>> start ENTRIES PROVIDED
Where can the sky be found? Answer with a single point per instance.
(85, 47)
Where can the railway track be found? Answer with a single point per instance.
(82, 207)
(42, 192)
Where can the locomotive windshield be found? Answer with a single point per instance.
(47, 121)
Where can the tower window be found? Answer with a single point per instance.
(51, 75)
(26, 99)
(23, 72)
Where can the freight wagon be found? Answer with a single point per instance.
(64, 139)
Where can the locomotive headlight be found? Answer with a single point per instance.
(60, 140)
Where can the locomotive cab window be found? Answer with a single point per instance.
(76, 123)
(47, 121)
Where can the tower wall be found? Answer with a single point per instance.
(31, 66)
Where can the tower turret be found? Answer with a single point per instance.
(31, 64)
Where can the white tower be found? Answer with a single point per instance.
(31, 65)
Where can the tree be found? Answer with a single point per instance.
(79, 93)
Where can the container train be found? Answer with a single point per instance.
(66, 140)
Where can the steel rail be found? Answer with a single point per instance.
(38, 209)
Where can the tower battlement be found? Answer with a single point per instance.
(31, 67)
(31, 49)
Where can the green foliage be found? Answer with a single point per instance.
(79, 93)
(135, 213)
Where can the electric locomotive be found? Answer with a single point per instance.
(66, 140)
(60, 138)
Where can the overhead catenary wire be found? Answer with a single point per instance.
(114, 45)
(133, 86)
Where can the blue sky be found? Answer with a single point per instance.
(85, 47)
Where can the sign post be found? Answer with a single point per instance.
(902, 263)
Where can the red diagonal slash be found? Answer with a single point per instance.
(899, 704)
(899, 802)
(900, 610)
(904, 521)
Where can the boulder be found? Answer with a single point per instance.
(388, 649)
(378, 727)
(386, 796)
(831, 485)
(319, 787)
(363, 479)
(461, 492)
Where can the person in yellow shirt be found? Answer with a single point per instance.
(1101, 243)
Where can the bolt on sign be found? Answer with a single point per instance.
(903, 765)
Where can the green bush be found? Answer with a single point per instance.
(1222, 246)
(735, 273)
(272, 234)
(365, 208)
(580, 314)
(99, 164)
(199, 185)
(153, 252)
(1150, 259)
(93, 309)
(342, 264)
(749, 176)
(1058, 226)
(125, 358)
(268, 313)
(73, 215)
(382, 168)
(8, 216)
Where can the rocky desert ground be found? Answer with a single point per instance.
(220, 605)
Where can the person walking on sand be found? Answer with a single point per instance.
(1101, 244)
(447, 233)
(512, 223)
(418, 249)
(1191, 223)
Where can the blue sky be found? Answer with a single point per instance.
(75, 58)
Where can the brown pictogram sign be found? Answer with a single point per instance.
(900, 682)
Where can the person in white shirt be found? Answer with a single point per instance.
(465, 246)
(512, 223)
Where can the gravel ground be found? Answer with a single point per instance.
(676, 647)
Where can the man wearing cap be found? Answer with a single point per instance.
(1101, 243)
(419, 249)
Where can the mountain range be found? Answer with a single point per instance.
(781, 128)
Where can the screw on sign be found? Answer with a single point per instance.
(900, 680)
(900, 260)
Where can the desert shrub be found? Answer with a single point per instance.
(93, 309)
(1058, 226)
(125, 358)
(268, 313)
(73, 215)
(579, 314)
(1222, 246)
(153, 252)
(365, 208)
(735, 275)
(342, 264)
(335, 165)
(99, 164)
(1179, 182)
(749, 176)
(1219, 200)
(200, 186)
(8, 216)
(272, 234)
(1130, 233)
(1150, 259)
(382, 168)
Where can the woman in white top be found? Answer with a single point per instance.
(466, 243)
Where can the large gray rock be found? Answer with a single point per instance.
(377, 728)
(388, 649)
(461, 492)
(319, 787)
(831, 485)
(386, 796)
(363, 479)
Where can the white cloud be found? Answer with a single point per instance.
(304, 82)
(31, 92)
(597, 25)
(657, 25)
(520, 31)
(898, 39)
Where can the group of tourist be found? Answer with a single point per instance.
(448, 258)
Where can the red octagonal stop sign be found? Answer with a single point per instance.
>> end ENTRIES PROVIDED
**TO DO:** Please reproduce every row above verbatim, changing nothing.

**TASK ANSWER:**
Where can the sky be found? Answer with a single point per instance.
(85, 47)
Where can the railway track be found? Answer with a single point per instance.
(82, 207)
(42, 192)
Where can the locomotive windshield be found? Answer with a single point per instance.
(47, 121)
Where can the tower window be found? Answer with a single point per instance.
(51, 75)
(26, 99)
(23, 72)
Where can the freight wagon be found? Answer with a single point per instance.
(64, 139)
Where can the locomotive headlight be found? Answer with a single point per instance.
(60, 140)
Where can the locomotive cab window be found? Answer with a single point per instance.
(76, 123)
(47, 121)
Where can the tower wall be found? Answer with a single point per instance.
(31, 66)
Where can the tower turret be found? Answer with a single point per instance.
(31, 64)
Where can the white tower be found? Answer with a single point per instance.
(31, 65)
Where can the tree be found? Answer with a single point per instance.
(79, 93)
Where can the container train be found? Answer with a single point per instance.
(66, 140)
Where can the steel rail be found? Answer with a single point per instance.
(38, 209)
Where can the tower battlement be found? Answer with a single point per instance.
(31, 67)
(31, 49)
Where can the green foliage be found? Answer with a single point per instance.
(79, 93)
(135, 213)
Where can the electric locomotive be found? Answer with a single point per instance.
(66, 140)
(60, 138)
Where can the overhead catenary wire be found? Answer with a single point per instance.
(114, 45)
(133, 86)
Where can the blue sky be found? Answer with a single point per instance.
(85, 47)
Where can the sign post be found? Answer with a single point per instance.
(902, 263)
Where can the red diagonal slash be found? Answer with a single point per instance.
(899, 704)
(899, 802)
(900, 610)
(904, 521)
Where can the boulder be found? Answer with a single point per instance.
(388, 649)
(378, 727)
(386, 796)
(831, 485)
(319, 787)
(363, 479)
(461, 492)
Where can the person in yellow shirt be found? Answer with a single point per instance.
(1101, 243)
Where can the bolt on sign be found? Answer with a single point per instance.
(903, 765)
Where can the green bush be found? Answer with a single point per instance.
(1222, 246)
(735, 273)
(272, 234)
(365, 208)
(580, 314)
(99, 164)
(199, 185)
(153, 252)
(1150, 259)
(93, 309)
(342, 264)
(749, 176)
(1058, 226)
(125, 358)
(268, 313)
(73, 215)
(382, 168)
(8, 216)
Where can the rocky desert ground be found? Answer with a single point per instance.
(220, 605)
Where can the person walking on sand be found? Answer with a single point per instance.
(1101, 244)
(447, 233)
(512, 223)
(418, 249)
(1191, 223)
Where can the blue sky be found? Answer with a single point per instance.
(75, 58)
Where can the brown pictogram sign be found? Answer with a single point per instance.
(900, 682)
Where can the person in white shirt be found? Answer with a single point per instance.
(465, 246)
(512, 223)
Where can the gravel ground be found? Answer with a single point per instance.
(676, 647)
Where can the man wearing cap be found? Answer with a single point per instance.
(1101, 243)
(419, 249)
Where can the mountain range be found? Answer with a single point per instance.
(781, 128)
Where can the screw on sign be found? Answer with a single point per instance.
(900, 680)
(900, 260)
Where can the desert shrub be found? Answer with a single point per instance.
(93, 309)
(1058, 226)
(125, 358)
(268, 313)
(73, 215)
(579, 314)
(1222, 246)
(153, 252)
(365, 208)
(735, 275)
(342, 264)
(335, 165)
(99, 164)
(1179, 182)
(749, 176)
(1219, 200)
(200, 186)
(8, 216)
(272, 234)
(1130, 233)
(1150, 259)
(382, 168)
Where can the woman in white top be found? Answer with a single point per instance.
(466, 243)
Where can the large gray rock be found? Answer with a single point per instance.
(377, 728)
(388, 649)
(461, 492)
(319, 787)
(831, 485)
(386, 796)
(363, 479)
Where can the white cloud be found? Answer with a single point per instance.
(304, 82)
(31, 92)
(597, 25)
(657, 25)
(520, 31)
(898, 39)
Where can the group of tourist be found? Answer with a single point per instance.
(448, 258)
Where can the red octagonal stop sign be found? Answer with a single point per instance.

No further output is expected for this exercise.